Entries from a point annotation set
______

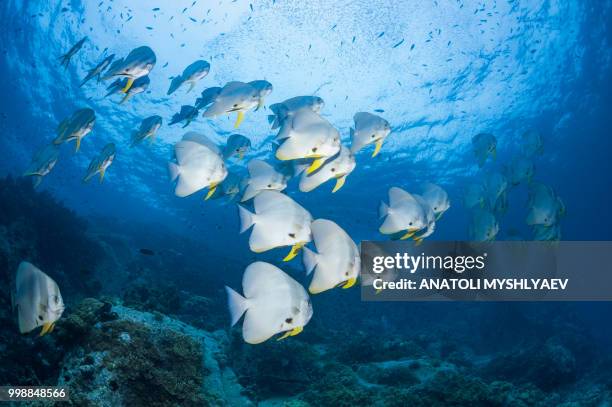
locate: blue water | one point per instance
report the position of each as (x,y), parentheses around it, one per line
(464,67)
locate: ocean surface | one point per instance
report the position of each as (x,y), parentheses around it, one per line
(142,271)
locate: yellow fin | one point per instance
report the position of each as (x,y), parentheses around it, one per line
(46,328)
(239,119)
(350,282)
(377,148)
(128,85)
(407,235)
(294,251)
(318,162)
(211,191)
(293,332)
(339,183)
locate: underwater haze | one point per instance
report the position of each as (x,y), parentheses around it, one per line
(508,99)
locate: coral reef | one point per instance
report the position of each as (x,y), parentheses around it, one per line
(34,226)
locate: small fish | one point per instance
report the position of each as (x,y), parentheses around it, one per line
(278,221)
(199,165)
(101,162)
(97,70)
(42,163)
(544,207)
(262,177)
(495,185)
(139,86)
(308,135)
(139,62)
(263,89)
(532,143)
(186,115)
(336,263)
(65,59)
(208,97)
(281,111)
(436,198)
(474,196)
(483,145)
(191,75)
(369,129)
(338,168)
(75,127)
(483,226)
(398,44)
(404,214)
(521,169)
(148,128)
(273,303)
(236,97)
(237,144)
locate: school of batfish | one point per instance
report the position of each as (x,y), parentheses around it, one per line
(307,147)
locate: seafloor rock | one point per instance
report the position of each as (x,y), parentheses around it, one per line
(547,366)
(143,359)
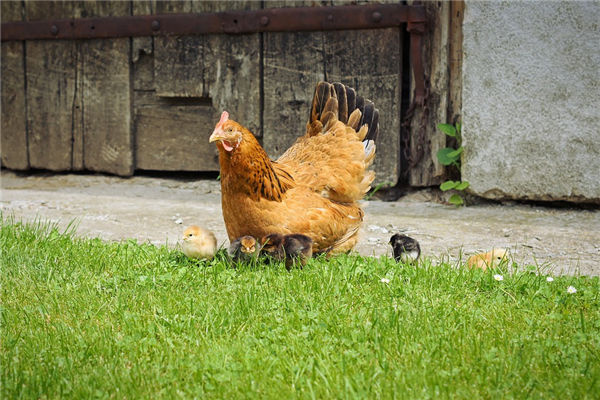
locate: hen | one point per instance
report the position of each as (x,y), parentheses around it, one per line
(314,187)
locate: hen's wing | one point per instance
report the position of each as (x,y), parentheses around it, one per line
(334,155)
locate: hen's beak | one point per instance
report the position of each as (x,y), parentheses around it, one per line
(217,135)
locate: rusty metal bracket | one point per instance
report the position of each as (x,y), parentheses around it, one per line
(232,22)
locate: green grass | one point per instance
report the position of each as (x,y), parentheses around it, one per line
(84,318)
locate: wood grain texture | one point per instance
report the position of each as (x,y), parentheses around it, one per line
(214,72)
(51,86)
(108,143)
(13,134)
(172,135)
(428,171)
(292,64)
(78,95)
(370,61)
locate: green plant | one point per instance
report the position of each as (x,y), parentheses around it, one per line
(451,156)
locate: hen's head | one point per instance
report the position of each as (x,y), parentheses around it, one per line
(228,134)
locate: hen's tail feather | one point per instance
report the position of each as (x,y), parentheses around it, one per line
(347,102)
(340,92)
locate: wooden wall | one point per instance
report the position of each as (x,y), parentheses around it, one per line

______

#### What is required:
Rescale the lines from the one containing "locate: hen's head | one point per instance" through the end of the listing, inclusive, by writing them all out again with the requests included. Multiply every x and y coordinate in the answers by 1.75 and round to whole numbers, with halves rounded up.

#### Response for this exercise:
locate: hen's head | one point per instance
report the position of each as (x,y), parentheses around it, one per line
(399,235)
locate: hen's tail feather | one point per instance
report the position of each as (x,y), parentheses around it, one per line
(607,179)
(595,161)
locate: wooden wall | one point per instance
report the position of each as (x,y), parentheses around it, one per line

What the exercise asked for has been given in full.